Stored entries
## start

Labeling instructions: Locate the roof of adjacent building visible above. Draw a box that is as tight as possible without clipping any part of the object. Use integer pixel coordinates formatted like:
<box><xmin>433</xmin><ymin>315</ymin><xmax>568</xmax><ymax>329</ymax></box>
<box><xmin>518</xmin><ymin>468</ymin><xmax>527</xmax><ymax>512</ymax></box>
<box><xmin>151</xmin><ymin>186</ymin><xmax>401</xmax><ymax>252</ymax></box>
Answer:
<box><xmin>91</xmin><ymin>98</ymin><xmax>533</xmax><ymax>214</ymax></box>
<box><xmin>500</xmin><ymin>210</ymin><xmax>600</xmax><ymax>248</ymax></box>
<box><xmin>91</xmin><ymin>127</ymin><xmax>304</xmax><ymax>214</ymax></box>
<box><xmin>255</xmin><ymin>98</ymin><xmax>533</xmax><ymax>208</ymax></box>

## end

Render every line of the entries above as a numbered list, omitting any blank lines.

1. Labeling instructions: Locate the roof of adjacent building visible above. Draw a box that is as tight as possible without clipping any part of the object. Use integer pixel coordinates formatted like:
2. <box><xmin>433</xmin><ymin>315</ymin><xmax>568</xmax><ymax>329</ymax></box>
3. <box><xmin>518</xmin><ymin>468</ymin><xmax>527</xmax><ymax>512</ymax></box>
4. <box><xmin>151</xmin><ymin>186</ymin><xmax>401</xmax><ymax>252</ymax></box>
5. Answer:
6. <box><xmin>91</xmin><ymin>98</ymin><xmax>533</xmax><ymax>214</ymax></box>
7. <box><xmin>500</xmin><ymin>210</ymin><xmax>600</xmax><ymax>248</ymax></box>
8. <box><xmin>91</xmin><ymin>127</ymin><xmax>304</xmax><ymax>214</ymax></box>
9. <box><xmin>255</xmin><ymin>98</ymin><xmax>533</xmax><ymax>208</ymax></box>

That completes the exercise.